Work to complete:
Select and copy each line in the records below that contains the word "containers".

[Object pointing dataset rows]
---+---
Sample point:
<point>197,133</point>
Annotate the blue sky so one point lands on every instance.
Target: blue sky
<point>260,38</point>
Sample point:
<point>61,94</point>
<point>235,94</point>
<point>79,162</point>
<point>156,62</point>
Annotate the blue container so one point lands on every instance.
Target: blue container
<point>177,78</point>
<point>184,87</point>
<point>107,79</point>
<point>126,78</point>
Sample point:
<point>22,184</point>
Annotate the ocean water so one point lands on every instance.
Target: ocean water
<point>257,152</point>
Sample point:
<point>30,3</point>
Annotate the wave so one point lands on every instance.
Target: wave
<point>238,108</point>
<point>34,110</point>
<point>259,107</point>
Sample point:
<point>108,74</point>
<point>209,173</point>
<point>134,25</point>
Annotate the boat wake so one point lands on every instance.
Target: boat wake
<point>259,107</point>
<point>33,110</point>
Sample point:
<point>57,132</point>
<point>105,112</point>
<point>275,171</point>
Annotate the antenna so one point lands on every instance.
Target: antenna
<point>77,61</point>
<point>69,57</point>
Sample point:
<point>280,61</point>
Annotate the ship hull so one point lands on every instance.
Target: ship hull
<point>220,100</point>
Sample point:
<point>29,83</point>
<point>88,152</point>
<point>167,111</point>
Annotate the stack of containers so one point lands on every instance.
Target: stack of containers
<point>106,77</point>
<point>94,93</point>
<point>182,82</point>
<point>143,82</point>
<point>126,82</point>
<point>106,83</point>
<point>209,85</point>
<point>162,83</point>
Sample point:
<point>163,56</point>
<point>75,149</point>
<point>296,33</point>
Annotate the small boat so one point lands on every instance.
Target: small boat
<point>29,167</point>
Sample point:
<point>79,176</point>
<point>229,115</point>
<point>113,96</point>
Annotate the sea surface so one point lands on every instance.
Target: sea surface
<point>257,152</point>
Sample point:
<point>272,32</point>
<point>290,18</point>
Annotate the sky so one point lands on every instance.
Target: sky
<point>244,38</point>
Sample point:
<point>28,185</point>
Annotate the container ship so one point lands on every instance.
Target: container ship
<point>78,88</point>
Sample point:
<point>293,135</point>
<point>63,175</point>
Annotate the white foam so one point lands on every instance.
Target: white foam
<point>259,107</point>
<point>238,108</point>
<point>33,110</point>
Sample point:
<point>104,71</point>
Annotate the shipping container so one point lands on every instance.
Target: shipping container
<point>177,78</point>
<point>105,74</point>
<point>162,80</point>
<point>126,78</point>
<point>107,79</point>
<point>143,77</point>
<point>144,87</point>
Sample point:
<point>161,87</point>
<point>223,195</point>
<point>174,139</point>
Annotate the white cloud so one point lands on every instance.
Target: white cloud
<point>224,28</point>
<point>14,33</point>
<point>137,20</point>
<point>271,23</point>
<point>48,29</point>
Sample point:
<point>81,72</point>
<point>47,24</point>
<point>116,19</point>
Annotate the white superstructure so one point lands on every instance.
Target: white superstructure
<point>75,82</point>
---+---
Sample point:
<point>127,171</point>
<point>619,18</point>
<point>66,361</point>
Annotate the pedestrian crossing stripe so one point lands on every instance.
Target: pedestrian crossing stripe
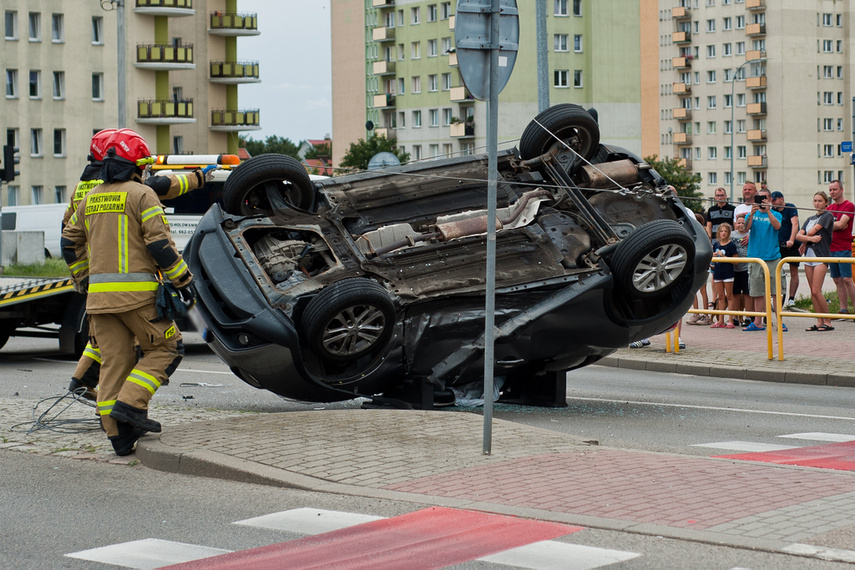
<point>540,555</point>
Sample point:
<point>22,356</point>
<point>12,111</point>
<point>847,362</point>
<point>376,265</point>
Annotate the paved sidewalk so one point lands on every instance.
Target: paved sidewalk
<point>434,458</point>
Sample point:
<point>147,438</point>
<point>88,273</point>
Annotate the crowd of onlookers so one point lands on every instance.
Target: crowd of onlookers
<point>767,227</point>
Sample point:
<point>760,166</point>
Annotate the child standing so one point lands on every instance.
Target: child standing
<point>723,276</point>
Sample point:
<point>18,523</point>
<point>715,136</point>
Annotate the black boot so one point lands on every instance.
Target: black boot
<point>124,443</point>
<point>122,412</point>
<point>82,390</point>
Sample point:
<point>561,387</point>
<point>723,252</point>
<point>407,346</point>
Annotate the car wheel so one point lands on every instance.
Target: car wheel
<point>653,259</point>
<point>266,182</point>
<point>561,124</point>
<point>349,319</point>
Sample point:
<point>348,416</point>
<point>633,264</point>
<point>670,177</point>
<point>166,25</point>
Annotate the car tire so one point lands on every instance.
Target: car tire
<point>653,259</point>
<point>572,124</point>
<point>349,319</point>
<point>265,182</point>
---+---
Expected answer:
Annotate the stack of containers so one point lands on every instance.
Target: stack of containers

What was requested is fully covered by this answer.